→ **Task statement**
Lay out the lines below as a numbered list, skipping any blank ones.

→ **Location identification entries**
--------
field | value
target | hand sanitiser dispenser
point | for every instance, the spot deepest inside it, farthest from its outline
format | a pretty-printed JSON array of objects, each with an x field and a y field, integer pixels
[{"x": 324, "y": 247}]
--------
→ **The output**
1. field | value
2. target | hand sanitiser dispenser
3. point | for every instance, the spot deepest inside it, farthest from its outline
4. format | a pretty-printed JSON array of objects, each with an x field and a y field, integer pixels
5. [{"x": 324, "y": 247}]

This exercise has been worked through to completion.